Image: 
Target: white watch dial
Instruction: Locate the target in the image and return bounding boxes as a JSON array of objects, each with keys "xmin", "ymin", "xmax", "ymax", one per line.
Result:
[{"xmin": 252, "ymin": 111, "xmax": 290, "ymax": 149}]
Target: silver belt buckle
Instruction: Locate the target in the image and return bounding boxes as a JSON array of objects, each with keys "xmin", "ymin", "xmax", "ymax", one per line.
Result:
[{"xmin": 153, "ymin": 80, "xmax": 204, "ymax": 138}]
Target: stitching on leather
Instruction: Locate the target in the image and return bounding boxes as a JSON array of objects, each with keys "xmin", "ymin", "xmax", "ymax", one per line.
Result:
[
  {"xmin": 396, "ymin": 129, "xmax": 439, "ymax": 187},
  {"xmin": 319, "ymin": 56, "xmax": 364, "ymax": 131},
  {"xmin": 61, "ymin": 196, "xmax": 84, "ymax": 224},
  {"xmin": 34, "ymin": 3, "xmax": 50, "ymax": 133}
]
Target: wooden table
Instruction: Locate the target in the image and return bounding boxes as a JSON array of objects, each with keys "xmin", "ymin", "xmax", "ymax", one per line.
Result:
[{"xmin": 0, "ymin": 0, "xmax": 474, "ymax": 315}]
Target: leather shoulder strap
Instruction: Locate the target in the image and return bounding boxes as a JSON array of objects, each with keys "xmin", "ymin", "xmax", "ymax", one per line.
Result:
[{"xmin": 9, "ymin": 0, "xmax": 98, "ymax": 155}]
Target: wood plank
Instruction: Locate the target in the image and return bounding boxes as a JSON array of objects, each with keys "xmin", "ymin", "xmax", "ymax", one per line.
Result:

::::::::::

What is expected: Rewrite all of the entries above, replacing "Locate" with "Find" everywhere it occurs and leaving every other word unchanged.

Problem solution:
Image: 
Target: white watch dial
Instruction: Find the target in the image and return bounding boxes as a JSON array of objects, each with keys "xmin", "ymin", "xmax", "ymax", one per line.
Result:
[{"xmin": 252, "ymin": 111, "xmax": 290, "ymax": 149}]
Target: silver belt buckle
Instruction: Find the target in the image and return bounding boxes as a JSON array of objects, each with keys "xmin", "ymin", "xmax", "ymax", one per line.
Result:
[{"xmin": 153, "ymin": 80, "xmax": 204, "ymax": 138}]
Target: stitching on leather
Instruction: Find the target in the image and return bounding boxes as a JSON array of objects, each with keys "xmin", "ymin", "xmax", "ymax", one per line.
Result:
[
  {"xmin": 396, "ymin": 129, "xmax": 439, "ymax": 187},
  {"xmin": 319, "ymin": 56, "xmax": 364, "ymax": 131},
  {"xmin": 61, "ymin": 196, "xmax": 84, "ymax": 224},
  {"xmin": 34, "ymin": 3, "xmax": 50, "ymax": 133}
]
Target: wooden table
Instruction: Find the target in the image and return bounding boxes as a JSON array of objects, each with keys "xmin", "ymin", "xmax", "ymax", one per line.
Result:
[{"xmin": 0, "ymin": 0, "xmax": 474, "ymax": 315}]
Target: leather shoulder strap
Instruction: Find the target in the image and return bounding boxes as a JSON array of objects, each with keys "xmin", "ymin", "xmax", "ymax", one per line.
Result:
[{"xmin": 9, "ymin": 0, "xmax": 98, "ymax": 155}]
Target: wood plank
Instruction: Find the target in the image and return bounding boxes as a JSON array of objects, each with keys "xmin", "ymin", "xmax", "ymax", one per line.
Result:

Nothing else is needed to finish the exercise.